## Exercise objective
Pull out every line in the entries below that contains the string "item".

(Shape annotation entries)
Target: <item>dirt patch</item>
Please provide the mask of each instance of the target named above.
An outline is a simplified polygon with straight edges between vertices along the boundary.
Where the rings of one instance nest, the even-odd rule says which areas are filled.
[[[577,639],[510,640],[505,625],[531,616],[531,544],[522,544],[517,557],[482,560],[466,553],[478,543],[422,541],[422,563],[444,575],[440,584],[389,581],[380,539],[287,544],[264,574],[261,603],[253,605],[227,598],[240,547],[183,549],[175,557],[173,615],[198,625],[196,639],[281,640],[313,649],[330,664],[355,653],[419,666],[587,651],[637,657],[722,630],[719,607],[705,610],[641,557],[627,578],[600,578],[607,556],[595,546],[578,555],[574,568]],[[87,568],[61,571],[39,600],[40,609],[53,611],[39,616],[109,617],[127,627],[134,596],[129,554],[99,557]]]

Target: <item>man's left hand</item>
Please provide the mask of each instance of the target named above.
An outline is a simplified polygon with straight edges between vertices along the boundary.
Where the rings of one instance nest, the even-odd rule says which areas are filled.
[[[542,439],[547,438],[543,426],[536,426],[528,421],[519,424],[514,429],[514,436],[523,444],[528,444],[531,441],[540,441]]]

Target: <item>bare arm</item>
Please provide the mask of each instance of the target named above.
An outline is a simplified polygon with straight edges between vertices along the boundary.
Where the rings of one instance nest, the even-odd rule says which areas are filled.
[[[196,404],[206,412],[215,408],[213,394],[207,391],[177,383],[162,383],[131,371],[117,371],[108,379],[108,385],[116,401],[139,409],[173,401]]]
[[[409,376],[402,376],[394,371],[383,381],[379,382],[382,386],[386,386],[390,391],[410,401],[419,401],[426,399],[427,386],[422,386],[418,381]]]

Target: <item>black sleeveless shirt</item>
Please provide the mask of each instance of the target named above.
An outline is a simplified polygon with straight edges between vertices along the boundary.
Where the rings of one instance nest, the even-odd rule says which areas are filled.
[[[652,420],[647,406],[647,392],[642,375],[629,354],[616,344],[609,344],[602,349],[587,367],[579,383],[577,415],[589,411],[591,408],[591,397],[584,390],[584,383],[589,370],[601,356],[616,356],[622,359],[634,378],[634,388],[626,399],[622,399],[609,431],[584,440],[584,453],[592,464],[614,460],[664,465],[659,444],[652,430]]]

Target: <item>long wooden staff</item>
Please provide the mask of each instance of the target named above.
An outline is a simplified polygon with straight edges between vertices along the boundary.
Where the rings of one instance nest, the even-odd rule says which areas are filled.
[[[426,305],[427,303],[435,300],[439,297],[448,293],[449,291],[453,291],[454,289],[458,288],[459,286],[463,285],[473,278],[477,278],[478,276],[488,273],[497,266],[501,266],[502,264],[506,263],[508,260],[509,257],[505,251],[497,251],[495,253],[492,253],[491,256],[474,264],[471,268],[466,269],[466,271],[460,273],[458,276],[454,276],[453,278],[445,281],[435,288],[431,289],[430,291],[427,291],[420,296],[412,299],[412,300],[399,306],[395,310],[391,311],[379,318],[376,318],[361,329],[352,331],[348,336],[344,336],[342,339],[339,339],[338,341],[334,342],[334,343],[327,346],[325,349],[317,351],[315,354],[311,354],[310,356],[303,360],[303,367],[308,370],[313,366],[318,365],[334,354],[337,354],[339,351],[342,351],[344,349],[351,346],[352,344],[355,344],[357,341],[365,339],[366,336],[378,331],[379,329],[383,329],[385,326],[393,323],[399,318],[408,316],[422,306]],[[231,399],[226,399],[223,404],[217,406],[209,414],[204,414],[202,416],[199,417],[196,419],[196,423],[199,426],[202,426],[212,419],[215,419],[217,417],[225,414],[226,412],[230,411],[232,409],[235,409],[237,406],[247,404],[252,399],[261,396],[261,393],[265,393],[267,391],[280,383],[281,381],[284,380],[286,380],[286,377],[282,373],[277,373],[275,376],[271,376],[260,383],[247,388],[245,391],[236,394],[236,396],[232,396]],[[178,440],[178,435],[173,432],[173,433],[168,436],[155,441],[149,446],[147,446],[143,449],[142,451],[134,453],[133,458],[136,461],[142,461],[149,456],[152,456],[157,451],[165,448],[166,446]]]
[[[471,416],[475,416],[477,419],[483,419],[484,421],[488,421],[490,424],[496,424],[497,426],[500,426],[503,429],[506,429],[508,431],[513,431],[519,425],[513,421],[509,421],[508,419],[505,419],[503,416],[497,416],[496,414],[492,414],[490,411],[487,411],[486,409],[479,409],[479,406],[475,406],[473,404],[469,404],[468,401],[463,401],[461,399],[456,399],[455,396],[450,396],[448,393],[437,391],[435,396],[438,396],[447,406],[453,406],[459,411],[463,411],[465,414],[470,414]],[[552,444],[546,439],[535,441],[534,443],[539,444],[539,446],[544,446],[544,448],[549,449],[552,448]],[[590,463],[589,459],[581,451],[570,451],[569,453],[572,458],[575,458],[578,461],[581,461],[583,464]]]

## Solution to this problem
Target: <item>dirt patch</item>
Target: <item>man's left hand</item>
Target: <item>bare arm</item>
Target: <item>black sleeveless shirt</item>
Target: <item>long wooden staff</item>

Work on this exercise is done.